Lines of data:
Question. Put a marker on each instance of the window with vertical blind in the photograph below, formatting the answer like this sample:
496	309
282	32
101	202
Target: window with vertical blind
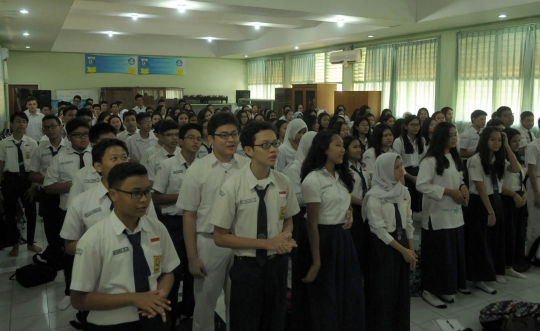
264	76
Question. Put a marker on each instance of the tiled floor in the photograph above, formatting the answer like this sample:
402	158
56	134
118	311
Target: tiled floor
34	309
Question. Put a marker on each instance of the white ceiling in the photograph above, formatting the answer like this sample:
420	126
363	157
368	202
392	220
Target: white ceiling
83	26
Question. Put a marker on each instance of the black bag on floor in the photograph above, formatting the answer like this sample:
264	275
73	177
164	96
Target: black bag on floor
34	274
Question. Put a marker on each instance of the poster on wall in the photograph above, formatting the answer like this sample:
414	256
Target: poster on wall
110	64
161	66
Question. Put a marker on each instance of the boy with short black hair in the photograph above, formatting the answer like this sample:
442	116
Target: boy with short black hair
259	273
15	156
124	263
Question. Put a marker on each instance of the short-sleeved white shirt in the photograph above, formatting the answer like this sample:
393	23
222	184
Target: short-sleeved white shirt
104	263
137	145
88	208
201	186
532	155
155	159
63	168
237	206
321	187
10	155
169	177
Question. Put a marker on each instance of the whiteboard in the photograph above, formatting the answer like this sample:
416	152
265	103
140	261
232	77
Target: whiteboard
84	93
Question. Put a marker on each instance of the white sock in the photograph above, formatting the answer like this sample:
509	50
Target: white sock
433	300
500	279
512	273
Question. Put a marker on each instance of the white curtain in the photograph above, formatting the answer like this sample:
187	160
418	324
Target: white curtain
264	76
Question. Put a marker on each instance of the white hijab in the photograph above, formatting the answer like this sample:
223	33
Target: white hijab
383	184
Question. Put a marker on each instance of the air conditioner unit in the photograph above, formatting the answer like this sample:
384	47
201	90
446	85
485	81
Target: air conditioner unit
349	56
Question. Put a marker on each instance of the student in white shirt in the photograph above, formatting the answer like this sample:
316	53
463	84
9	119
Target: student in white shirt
326	186
259	273
411	147
514	197
168	181
381	142
386	206
130	123
208	263
35	117
140	142
440	180
484	223
295	130
169	135
123	264
15	154
41	159
88	177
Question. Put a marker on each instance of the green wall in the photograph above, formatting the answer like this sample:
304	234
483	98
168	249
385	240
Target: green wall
60	71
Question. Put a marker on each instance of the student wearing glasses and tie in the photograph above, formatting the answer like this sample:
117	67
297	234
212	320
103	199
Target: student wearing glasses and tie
59	178
208	263
15	155
259	272
168	181
124	264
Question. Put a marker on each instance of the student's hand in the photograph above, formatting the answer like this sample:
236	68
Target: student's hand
492	220
457	196
197	268
465	191
151	304
312	273
349	219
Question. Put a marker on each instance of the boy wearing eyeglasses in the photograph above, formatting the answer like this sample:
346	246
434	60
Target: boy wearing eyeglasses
259	273
168	181
168	131
123	264
208	263
59	177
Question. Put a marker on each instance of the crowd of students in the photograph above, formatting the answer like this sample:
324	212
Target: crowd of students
136	202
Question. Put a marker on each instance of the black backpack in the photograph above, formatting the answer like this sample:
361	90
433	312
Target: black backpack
34	274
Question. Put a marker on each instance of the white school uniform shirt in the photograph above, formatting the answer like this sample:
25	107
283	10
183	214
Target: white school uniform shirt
382	217
84	179
155	159
125	134
321	187
237	205
63	167
35	123
525	139
409	160
87	209
104	263
469	140
369	158
201	186
532	155
444	212
139	110
137	145
10	155
169	177
476	173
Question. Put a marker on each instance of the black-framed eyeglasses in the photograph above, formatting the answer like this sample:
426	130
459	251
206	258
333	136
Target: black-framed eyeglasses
138	194
276	144
226	135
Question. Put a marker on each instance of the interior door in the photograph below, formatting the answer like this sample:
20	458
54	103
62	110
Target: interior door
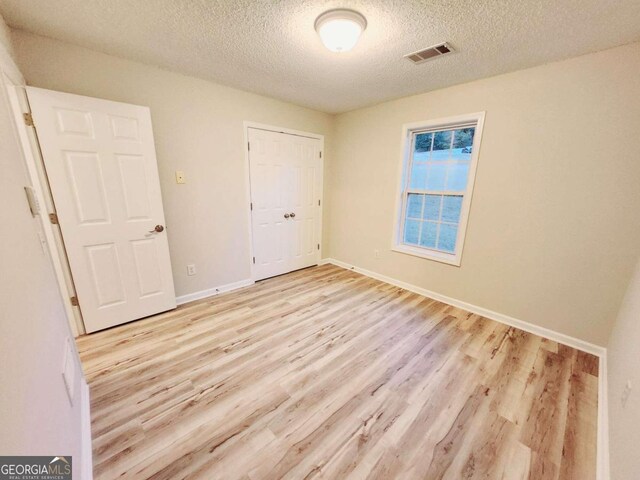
101	165
286	192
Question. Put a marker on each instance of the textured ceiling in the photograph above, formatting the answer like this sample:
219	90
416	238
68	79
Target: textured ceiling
271	48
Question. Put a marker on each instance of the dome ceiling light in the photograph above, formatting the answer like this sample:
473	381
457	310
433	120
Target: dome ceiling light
340	29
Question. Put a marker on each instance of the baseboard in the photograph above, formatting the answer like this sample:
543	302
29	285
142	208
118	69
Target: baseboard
210	292
600	352
86	466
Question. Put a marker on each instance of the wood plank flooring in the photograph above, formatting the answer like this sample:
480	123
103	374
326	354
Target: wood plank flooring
325	373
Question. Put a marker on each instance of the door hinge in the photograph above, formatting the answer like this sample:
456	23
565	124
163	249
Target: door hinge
28	119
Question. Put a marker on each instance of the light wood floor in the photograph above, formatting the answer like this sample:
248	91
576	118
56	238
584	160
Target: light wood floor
324	373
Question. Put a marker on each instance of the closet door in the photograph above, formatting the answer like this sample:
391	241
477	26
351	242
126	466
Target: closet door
286	190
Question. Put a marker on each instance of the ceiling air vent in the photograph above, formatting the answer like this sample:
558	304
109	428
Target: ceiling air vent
430	53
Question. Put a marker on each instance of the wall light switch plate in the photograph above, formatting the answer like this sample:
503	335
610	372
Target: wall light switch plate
69	370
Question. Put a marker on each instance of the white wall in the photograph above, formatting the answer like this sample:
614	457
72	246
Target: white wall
35	413
198	128
553	234
623	365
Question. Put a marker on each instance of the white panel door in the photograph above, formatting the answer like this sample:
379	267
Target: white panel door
286	190
101	165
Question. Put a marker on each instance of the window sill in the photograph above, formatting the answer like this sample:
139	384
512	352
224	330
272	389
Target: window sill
449	259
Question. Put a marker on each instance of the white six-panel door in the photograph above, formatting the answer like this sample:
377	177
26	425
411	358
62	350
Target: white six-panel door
286	190
101	165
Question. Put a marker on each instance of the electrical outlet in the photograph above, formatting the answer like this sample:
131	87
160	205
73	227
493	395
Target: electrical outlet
625	393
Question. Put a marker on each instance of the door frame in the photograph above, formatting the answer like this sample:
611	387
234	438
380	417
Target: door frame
13	81
247	162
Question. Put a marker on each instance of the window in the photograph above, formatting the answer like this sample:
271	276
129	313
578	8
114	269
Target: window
438	171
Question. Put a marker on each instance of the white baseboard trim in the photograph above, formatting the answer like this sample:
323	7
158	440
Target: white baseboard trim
600	352
86	467
498	317
210	292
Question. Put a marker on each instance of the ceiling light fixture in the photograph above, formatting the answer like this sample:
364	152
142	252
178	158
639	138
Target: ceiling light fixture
340	29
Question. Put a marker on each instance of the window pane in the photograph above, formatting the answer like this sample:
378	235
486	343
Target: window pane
429	232
411	231
437	173
423	142
447	238
432	207
463	137
418	176
457	176
442	140
462	142
414	205
451	208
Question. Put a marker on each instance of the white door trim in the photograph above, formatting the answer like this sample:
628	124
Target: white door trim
247	176
14	80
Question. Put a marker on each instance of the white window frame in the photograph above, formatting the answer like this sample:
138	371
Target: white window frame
408	134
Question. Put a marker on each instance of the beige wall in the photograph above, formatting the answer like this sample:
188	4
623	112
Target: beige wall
198	128
623	361
549	239
553	233
36	416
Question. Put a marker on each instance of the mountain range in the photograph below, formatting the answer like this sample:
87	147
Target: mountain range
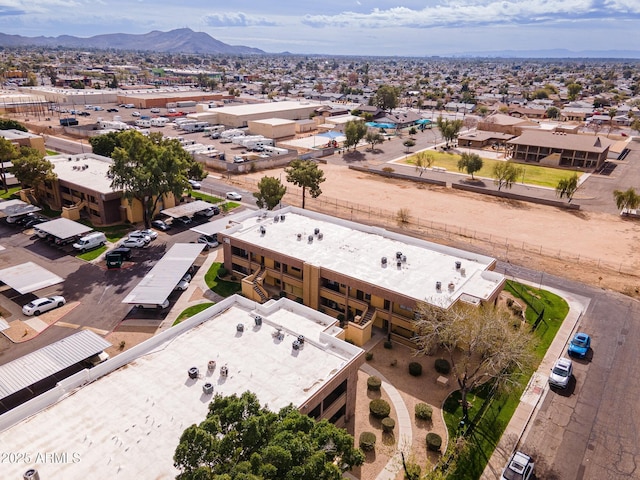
182	40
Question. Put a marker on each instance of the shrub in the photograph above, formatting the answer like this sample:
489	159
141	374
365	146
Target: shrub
423	411
434	442
374	383
379	408
388	424
367	441
415	369
443	366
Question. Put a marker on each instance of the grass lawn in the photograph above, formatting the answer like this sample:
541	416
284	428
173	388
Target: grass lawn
223	288
92	254
191	311
498	411
533	174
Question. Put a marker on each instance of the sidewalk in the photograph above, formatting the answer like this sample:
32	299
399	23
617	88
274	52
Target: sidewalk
537	389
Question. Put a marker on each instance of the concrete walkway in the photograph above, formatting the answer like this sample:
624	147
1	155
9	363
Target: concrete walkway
538	387
405	430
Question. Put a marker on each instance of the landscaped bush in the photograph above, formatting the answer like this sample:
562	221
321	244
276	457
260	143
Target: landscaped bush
423	411
415	369
367	441
388	424
379	408
443	366
374	383
434	442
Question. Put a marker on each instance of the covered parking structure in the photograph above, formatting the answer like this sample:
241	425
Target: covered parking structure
63	230
157	285
187	209
28	277
12	208
39	371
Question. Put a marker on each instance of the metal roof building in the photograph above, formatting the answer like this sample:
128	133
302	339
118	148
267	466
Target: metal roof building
157	285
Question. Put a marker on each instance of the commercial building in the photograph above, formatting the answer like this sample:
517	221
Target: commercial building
123	418
559	149
362	275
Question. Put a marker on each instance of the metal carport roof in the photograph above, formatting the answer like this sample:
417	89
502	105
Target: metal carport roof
17	207
64	228
33	367
28	277
187	209
157	285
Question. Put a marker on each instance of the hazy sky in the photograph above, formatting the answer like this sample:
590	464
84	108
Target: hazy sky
347	27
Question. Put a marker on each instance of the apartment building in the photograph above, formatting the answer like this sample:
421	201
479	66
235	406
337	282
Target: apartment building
364	276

WHAT YOU ARE ASKED TO DO: Set down, word for word, every line from the line that holds "Question. Put a marker on each instance of the metal carport" to the end of the entries above, including both ends.

PROBLEM SOLUTION:
Question. Put a marker on each instance of the metal carport roof in the photograph above, formatting the answer like this sample:
417	89
502	105
Target: metal carport roof
17	207
64	228
33	367
28	277
187	209
157	285
Question. Put a marker on each instance of the hazy sky in the photograph above, formatting the answer like this sample:
590	464
84	108
Target: hazy sky
347	27
Question. Put a marker on each instance of the apartment building in the photograph above, formatting the answer like this sample:
421	201
479	66
235	406
337	282
Target: apartment building
364	276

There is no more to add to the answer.